### Task instructions:
Rewrite the stretch from the first line through the line containing "x=747, y=740", putting "slender branch" in place of "thin twig" and leaving everything else untouched.

### Dataset entries:

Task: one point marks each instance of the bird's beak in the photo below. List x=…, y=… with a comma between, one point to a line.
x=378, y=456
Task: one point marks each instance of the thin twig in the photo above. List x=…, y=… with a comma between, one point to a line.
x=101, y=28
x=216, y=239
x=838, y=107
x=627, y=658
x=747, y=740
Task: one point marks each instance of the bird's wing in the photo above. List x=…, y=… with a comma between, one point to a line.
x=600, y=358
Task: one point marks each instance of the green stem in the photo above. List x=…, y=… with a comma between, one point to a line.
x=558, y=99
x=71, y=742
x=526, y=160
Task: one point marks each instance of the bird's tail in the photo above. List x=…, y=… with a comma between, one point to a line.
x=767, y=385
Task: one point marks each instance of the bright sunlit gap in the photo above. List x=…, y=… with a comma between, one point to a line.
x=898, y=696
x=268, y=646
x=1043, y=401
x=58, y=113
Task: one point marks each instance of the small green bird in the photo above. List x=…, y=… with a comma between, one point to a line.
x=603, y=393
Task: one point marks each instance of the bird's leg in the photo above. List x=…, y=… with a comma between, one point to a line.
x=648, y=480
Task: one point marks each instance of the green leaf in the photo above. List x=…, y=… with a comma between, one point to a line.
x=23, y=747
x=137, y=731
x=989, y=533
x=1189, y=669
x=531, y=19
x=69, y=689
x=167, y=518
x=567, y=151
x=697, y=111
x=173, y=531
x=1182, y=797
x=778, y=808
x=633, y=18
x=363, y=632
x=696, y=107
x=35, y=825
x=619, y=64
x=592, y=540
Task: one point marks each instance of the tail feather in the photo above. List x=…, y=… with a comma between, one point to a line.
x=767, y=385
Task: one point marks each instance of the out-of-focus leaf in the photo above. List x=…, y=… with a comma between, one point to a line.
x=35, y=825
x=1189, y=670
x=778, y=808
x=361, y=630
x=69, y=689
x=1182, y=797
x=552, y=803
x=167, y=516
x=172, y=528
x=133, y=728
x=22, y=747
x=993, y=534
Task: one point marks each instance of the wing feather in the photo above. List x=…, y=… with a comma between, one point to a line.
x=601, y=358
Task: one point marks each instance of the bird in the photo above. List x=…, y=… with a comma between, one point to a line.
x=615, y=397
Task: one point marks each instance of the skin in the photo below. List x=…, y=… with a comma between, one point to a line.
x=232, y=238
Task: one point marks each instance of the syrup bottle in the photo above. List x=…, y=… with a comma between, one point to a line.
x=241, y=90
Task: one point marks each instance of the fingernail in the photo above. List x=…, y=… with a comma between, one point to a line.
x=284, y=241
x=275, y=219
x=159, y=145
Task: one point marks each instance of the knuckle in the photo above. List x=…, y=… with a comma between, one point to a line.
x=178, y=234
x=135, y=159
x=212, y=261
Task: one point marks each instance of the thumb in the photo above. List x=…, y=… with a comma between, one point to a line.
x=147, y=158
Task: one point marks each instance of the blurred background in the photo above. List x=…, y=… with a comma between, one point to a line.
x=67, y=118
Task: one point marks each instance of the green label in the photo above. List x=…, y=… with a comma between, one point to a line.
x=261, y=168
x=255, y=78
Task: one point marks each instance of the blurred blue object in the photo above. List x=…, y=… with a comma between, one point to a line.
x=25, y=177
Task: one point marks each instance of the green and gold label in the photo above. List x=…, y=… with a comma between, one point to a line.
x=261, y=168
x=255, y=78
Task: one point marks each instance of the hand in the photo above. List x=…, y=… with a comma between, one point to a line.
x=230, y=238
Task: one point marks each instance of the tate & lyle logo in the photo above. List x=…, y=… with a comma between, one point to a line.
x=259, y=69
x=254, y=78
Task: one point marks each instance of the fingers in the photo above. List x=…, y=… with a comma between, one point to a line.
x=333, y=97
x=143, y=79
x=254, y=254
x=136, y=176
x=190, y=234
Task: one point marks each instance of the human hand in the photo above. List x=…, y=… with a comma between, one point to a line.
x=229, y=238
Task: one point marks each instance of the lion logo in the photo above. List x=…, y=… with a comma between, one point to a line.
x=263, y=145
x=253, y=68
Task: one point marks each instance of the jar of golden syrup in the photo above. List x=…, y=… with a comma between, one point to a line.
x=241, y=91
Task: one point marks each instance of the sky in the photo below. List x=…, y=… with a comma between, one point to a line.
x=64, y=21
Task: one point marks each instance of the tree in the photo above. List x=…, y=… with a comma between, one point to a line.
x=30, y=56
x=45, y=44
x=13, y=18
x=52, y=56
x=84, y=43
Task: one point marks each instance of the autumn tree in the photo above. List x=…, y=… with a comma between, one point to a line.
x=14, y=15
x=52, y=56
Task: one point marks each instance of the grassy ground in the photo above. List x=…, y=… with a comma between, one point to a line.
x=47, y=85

### Finished answer:
Task: one point marks each instance of the bird's beak in the photo below. List x=…, y=… with a comma between, one point to a line.
x=378, y=456
Task: one point marks each instance of the slender branch in the photo above. List x=…, y=… with a comma between, one point to a line.
x=101, y=28
x=216, y=239
x=838, y=107
x=627, y=658
x=747, y=740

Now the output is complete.